SOURCE DOCUMENT

== Segment start ==

Inspection and national monitoring

The Care Quality Commission provide an independent, external evaluation of the services they visit and have set out standards for communication and culture. National monitoring systems such as the Mental Health and Learning Disabilities Statistics, the defunct Self-Assessment Framework and the forthcoming clinically led standards for mental health collect, benchmark and report information about people using services but ask few or no questions about autistic people or people with learning disabilities in particular. Green Light invites stakeholders in the local mental health service to review their own practice and commit to a team-defined action plan that will improve this aspect of care.

Oliver McGowan training

In response to the UK government’s recommendations, mandatory training is being piloted to give participants a better understanding of both autism and learning disability.  Staff right across health and social care will attend. Green Light is focused on the response of mental health services in particular.

Learning Disabilities Mortality Review (LeDeR)

== Segment end ==

SOURCE INFORMATION
== Segment start ==

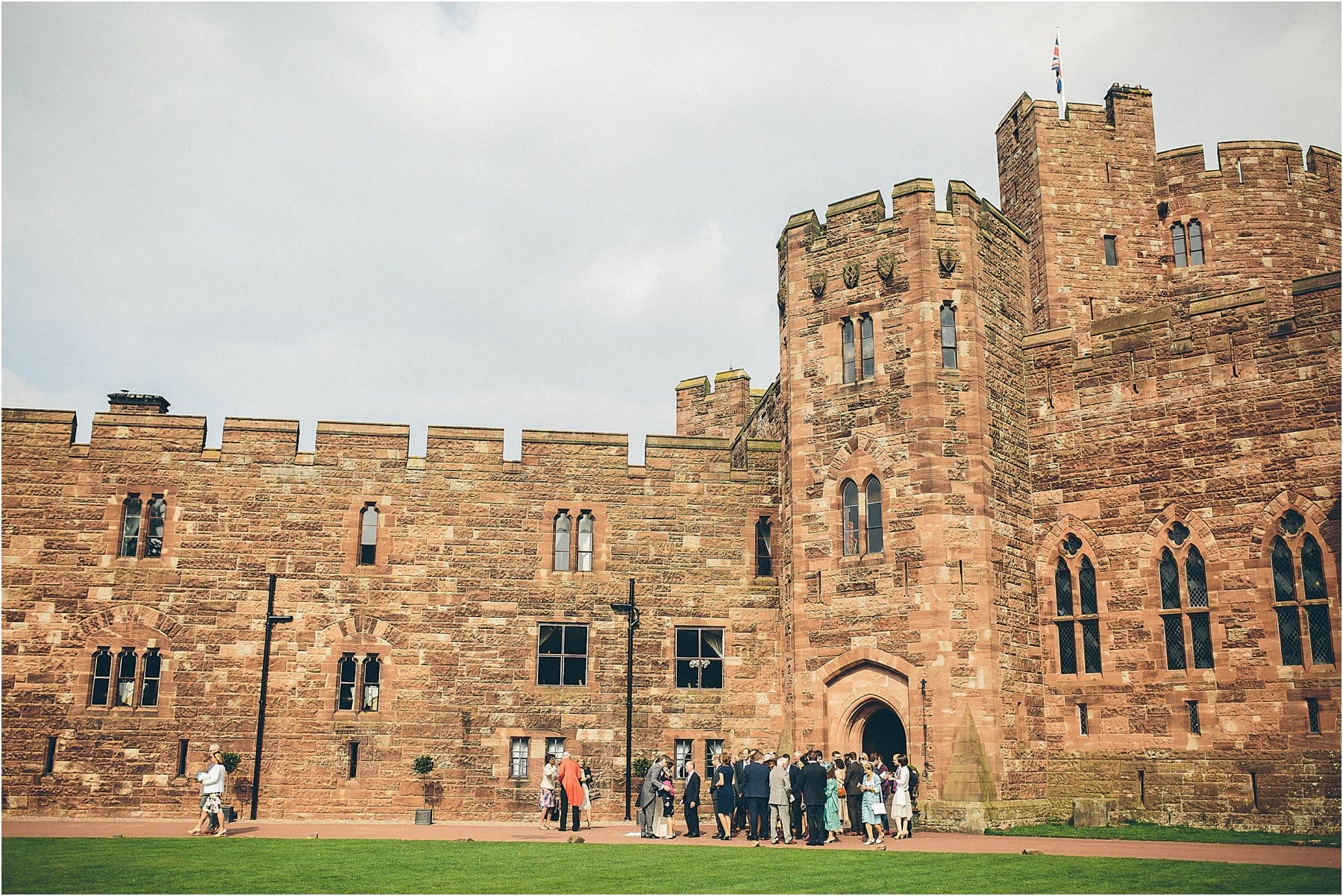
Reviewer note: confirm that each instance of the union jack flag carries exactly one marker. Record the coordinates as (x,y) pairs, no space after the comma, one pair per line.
(1057,69)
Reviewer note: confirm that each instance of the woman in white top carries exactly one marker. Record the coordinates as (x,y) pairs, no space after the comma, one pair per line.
(901,809)
(547,792)
(211,795)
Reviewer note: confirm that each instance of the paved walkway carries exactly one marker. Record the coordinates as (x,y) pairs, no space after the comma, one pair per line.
(618,832)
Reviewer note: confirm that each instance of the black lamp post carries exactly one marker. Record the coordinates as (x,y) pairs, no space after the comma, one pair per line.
(265,674)
(633,613)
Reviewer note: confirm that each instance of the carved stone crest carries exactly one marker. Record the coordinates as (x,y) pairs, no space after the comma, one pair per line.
(947,261)
(817,280)
(886,266)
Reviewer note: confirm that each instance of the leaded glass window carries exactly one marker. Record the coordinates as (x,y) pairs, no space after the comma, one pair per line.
(851,372)
(101,677)
(873,501)
(562,540)
(698,657)
(562,654)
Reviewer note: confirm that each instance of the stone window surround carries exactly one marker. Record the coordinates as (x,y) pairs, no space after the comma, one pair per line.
(1103,587)
(601,542)
(360,645)
(114,513)
(669,656)
(1331,585)
(351,531)
(125,634)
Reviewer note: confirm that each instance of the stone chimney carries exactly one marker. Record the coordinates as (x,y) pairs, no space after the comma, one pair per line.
(127,402)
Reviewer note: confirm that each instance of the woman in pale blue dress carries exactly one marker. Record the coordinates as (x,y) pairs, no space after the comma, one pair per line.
(872,805)
(833,825)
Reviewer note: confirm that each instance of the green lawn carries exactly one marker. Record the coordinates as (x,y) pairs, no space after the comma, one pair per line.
(113,865)
(1142,830)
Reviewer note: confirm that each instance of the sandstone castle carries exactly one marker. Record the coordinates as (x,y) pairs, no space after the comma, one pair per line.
(1045,496)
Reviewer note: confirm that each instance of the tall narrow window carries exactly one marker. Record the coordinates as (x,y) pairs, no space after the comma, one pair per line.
(1186,624)
(562,654)
(851,371)
(131,511)
(1080,613)
(1195,243)
(101,677)
(562,540)
(683,755)
(712,750)
(520,751)
(125,677)
(873,521)
(698,659)
(869,348)
(1296,594)
(586,542)
(948,336)
(154,538)
(372,680)
(369,535)
(765,552)
(154,665)
(347,672)
(849,496)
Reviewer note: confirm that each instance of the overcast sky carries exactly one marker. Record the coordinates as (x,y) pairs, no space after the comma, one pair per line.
(513,215)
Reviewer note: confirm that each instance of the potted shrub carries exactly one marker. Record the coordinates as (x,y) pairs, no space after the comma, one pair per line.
(230,761)
(422,766)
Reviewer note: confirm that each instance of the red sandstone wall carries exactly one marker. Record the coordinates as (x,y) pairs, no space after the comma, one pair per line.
(453,605)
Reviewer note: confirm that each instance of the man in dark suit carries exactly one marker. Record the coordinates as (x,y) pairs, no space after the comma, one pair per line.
(757,789)
(853,775)
(814,798)
(691,800)
(795,785)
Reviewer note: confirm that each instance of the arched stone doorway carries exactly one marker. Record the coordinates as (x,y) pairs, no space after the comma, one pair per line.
(883,731)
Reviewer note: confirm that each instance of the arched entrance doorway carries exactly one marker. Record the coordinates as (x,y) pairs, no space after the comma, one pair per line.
(883,733)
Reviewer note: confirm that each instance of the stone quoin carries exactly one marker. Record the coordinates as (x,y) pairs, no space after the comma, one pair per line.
(1045,496)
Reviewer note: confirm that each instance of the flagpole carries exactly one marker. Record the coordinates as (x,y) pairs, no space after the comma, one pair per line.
(1059,73)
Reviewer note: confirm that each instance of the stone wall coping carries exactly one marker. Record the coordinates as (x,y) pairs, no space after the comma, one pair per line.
(1236,298)
(853,203)
(337,427)
(698,442)
(260,424)
(149,421)
(1048,337)
(551,437)
(475,433)
(1133,320)
(34,416)
(1315,283)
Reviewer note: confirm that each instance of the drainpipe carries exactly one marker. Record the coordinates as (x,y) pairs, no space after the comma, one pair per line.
(261,704)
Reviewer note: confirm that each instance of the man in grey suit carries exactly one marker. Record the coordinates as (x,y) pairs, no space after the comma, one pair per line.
(780,795)
(651,801)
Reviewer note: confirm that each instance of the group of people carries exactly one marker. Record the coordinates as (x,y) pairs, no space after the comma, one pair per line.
(566,789)
(775,798)
(211,777)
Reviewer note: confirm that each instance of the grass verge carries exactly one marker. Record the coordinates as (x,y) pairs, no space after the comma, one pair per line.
(1168,833)
(97,865)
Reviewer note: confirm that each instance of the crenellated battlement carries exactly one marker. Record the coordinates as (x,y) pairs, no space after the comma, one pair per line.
(152,439)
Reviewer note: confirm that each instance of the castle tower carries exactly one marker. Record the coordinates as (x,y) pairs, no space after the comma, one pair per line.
(904,489)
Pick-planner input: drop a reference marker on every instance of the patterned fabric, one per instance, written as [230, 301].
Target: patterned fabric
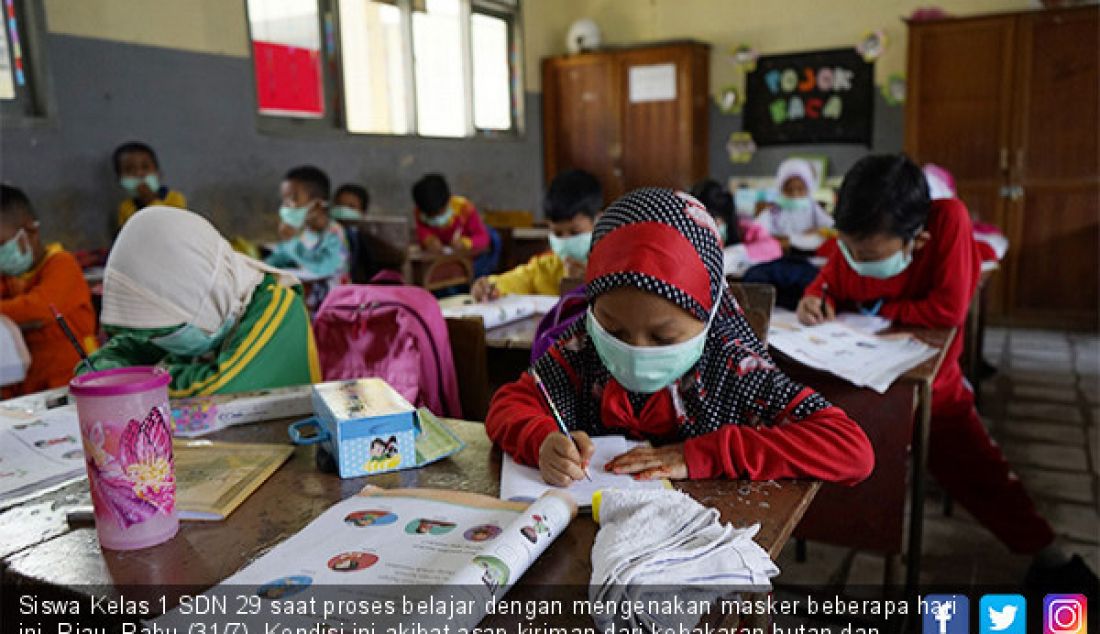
[664, 242]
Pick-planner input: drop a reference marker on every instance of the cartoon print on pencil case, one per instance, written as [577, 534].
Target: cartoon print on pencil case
[51, 441]
[371, 517]
[284, 587]
[429, 527]
[139, 481]
[352, 561]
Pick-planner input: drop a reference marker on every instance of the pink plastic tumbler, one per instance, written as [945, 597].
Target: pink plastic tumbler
[125, 423]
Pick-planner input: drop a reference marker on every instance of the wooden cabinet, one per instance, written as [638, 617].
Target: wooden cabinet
[1009, 104]
[657, 138]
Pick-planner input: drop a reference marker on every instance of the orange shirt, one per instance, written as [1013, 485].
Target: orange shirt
[25, 299]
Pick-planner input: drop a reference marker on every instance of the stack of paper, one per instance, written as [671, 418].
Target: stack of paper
[864, 360]
[504, 310]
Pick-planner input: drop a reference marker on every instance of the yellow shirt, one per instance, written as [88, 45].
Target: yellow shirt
[540, 275]
[128, 207]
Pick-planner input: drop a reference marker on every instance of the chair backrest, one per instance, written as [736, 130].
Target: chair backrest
[448, 271]
[757, 301]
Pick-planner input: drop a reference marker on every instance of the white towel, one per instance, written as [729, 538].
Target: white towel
[651, 542]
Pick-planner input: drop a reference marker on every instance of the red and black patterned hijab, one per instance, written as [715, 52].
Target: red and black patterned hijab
[666, 242]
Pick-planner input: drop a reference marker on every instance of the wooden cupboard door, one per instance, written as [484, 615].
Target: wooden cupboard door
[581, 119]
[1055, 218]
[664, 141]
[958, 112]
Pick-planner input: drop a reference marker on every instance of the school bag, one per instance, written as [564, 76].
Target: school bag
[393, 332]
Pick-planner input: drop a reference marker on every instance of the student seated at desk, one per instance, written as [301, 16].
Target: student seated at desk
[571, 206]
[746, 241]
[175, 293]
[33, 276]
[915, 262]
[664, 353]
[795, 211]
[139, 173]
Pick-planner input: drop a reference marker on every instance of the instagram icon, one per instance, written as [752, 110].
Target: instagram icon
[1065, 614]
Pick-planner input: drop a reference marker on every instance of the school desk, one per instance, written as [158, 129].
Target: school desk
[898, 424]
[41, 550]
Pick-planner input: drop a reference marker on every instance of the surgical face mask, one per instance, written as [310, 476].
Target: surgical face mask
[440, 219]
[15, 258]
[648, 369]
[131, 183]
[189, 340]
[879, 269]
[574, 247]
[345, 212]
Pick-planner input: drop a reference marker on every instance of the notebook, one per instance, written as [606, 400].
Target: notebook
[521, 483]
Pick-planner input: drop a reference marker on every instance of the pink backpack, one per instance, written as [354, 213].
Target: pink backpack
[394, 332]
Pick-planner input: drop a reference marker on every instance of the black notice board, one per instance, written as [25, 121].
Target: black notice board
[815, 97]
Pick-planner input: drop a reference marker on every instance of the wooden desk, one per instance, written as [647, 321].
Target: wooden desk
[41, 549]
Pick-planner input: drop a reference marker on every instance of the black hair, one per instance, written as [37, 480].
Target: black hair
[356, 190]
[883, 194]
[127, 149]
[719, 203]
[14, 205]
[430, 193]
[314, 178]
[572, 193]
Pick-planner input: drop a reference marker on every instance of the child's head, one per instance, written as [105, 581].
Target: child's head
[880, 214]
[304, 189]
[795, 178]
[20, 243]
[350, 201]
[135, 163]
[719, 203]
[431, 194]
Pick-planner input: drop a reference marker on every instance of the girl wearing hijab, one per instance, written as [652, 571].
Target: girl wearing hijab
[664, 353]
[176, 294]
[795, 212]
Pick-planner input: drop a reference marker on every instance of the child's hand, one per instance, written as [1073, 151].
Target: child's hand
[484, 291]
[574, 269]
[812, 310]
[559, 460]
[651, 462]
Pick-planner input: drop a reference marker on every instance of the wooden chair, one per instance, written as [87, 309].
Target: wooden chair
[757, 301]
[448, 271]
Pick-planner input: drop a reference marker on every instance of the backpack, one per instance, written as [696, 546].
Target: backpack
[393, 332]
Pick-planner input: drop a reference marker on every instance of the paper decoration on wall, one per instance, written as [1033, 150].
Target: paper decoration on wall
[872, 45]
[893, 89]
[814, 97]
[740, 148]
[729, 100]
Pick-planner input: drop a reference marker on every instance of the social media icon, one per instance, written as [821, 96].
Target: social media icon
[945, 614]
[1003, 613]
[1065, 614]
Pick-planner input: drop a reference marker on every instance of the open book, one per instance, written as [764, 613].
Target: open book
[391, 545]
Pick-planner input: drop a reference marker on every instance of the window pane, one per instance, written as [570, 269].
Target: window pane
[440, 86]
[488, 40]
[286, 55]
[372, 55]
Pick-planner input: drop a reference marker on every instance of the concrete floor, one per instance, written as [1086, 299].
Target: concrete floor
[1043, 407]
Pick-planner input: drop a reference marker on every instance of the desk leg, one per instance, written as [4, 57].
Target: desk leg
[920, 459]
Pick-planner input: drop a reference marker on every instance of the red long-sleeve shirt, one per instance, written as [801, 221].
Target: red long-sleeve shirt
[824, 446]
[465, 221]
[933, 292]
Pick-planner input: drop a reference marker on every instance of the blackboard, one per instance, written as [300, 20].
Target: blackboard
[815, 97]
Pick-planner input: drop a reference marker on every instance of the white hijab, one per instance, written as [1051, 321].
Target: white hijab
[171, 266]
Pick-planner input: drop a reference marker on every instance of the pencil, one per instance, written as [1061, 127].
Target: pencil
[557, 415]
[72, 338]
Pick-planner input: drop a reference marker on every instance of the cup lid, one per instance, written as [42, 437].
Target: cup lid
[118, 381]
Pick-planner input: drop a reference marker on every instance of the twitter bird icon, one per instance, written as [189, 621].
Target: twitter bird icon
[1003, 613]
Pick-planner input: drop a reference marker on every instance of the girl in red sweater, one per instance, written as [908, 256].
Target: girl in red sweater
[664, 353]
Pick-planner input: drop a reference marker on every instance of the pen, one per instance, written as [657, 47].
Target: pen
[553, 411]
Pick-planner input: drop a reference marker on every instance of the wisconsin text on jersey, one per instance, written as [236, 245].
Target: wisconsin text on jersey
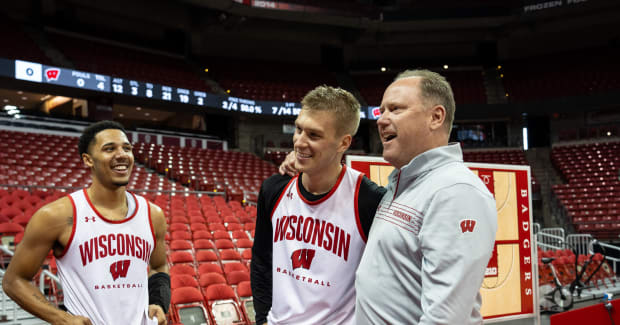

== Segment end ==

SET OF TASKS
[1] Using the source document, answer:
(a) Which body provides an independent, external evaluation of the services it visits?
(b) What is the mandatory training being piloted meant to give participants?
(c) On the response of which services is Green Light focused?
[2] List every national monitoring system that the source document names.

RESPONSES TO THE TASKS
[1]
(a) The Care Quality Commission.
(b) A better understanding of both autism and learning disability.
(c) Mental health services.

[2]
- Mental Health and Learning Disabilities Statistics
- Self-Assessment Framework (defunct)
- Clinically led standards for mental health (forthcoming)